___ SOURCE MATERIAL
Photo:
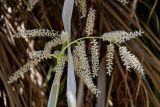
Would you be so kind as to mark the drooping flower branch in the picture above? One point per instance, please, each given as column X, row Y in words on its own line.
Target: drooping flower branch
column 81, row 61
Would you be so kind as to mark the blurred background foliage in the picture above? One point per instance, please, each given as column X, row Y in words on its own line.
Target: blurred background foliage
column 123, row 89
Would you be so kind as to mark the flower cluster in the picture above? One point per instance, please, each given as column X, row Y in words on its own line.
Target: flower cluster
column 109, row 58
column 82, row 4
column 90, row 21
column 82, row 67
column 94, row 57
column 36, row 33
column 129, row 60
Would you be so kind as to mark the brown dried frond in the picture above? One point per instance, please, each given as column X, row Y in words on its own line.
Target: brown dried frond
column 36, row 33
column 124, row 2
column 38, row 57
column 82, row 68
column 121, row 36
column 31, row 4
column 90, row 21
column 94, row 57
column 109, row 58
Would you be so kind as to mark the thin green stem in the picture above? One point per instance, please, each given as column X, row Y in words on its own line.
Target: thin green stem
column 69, row 44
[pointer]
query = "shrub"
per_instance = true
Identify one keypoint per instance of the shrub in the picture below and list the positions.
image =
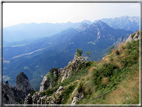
(66, 93)
(79, 89)
(46, 92)
(79, 52)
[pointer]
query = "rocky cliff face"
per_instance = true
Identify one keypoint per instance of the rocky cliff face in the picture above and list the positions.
______
ACTIVITY: Return the whole listing word for word. Pictures stay out of it.

THE ANSWER:
Photo:
Would you be so kind as to mark the drooping flower branch in the picture above? One point per instance, please, each given as column X, row Y in words on its own line.
Target: drooping flower branch
column 81, row 61
Would you be so kind as to mark the blurred background foliage in the picture above? One point per instance, please, each given as column X, row Y in words on its own line.
Target: blurred background foliage
column 123, row 89
Would you be so kind as to mark the flower cluster in the picture above? One point per instance, please, each given as column X, row Y in words on its own line.
Target: flower cluster
column 109, row 58
column 82, row 4
column 90, row 21
column 82, row 67
column 94, row 57
column 36, row 33
column 129, row 60
Would you be so kind as to mark the brown dried frond in the picture above? One point per instance, please, each given as column X, row Y in words on its own line.
Target: brown dried frond
column 36, row 33
column 124, row 2
column 38, row 57
column 82, row 68
column 121, row 36
column 31, row 4
column 90, row 21
column 94, row 57
column 109, row 58
Would you be so kind as to mark the thin green stem in the picture above? One point per instance, please, each given as column X, row Y in words on its own line.
Target: thin green stem
column 69, row 44
[pointer]
query = "shrub"
per_instance = true
Identify one keypoint per instance of the shrub in the picture below and list the positions.
image =
(66, 93)
(79, 89)
(46, 92)
(79, 52)
[pointer]
query = "rocky cliff face"
per_instance = true
Identify one keypoint per instance of the rocky cliff face in the picture above and list the positions.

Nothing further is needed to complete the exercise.